What the task requires. Reproduce each of the entries below word for word, leaving the pictures out of your answer.

Provided records.
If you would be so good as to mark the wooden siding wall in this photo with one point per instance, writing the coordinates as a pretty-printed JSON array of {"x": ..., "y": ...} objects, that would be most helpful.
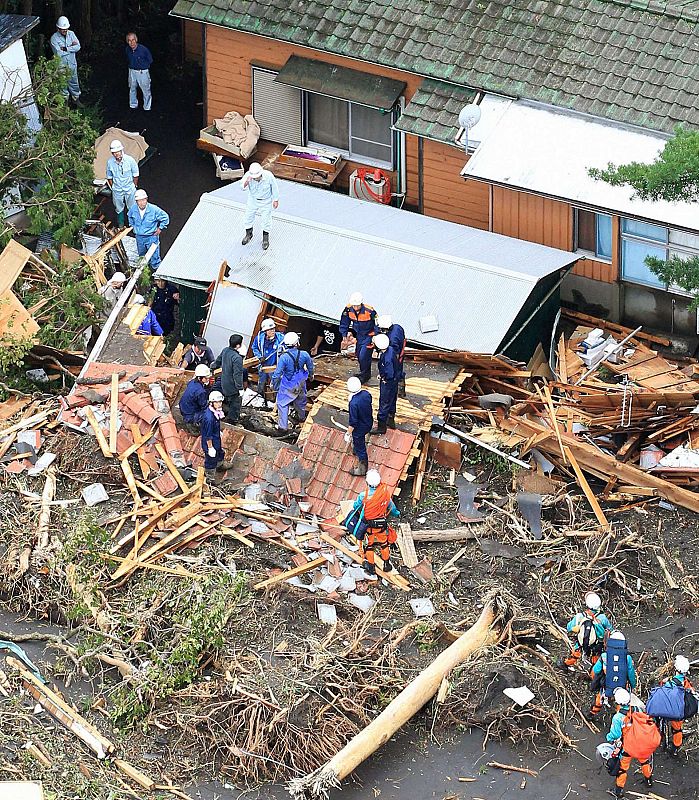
[
  {"x": 446, "y": 194},
  {"x": 229, "y": 55},
  {"x": 192, "y": 39}
]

Answer to this exercise.
If you would be so good as to mark the wooden siding wall in this photo with one point per instance, writing the coordinates as a pretty-printed JSON array of {"x": ..., "y": ...} objects, that would be most helpful.
[
  {"x": 446, "y": 194},
  {"x": 229, "y": 55},
  {"x": 192, "y": 39}
]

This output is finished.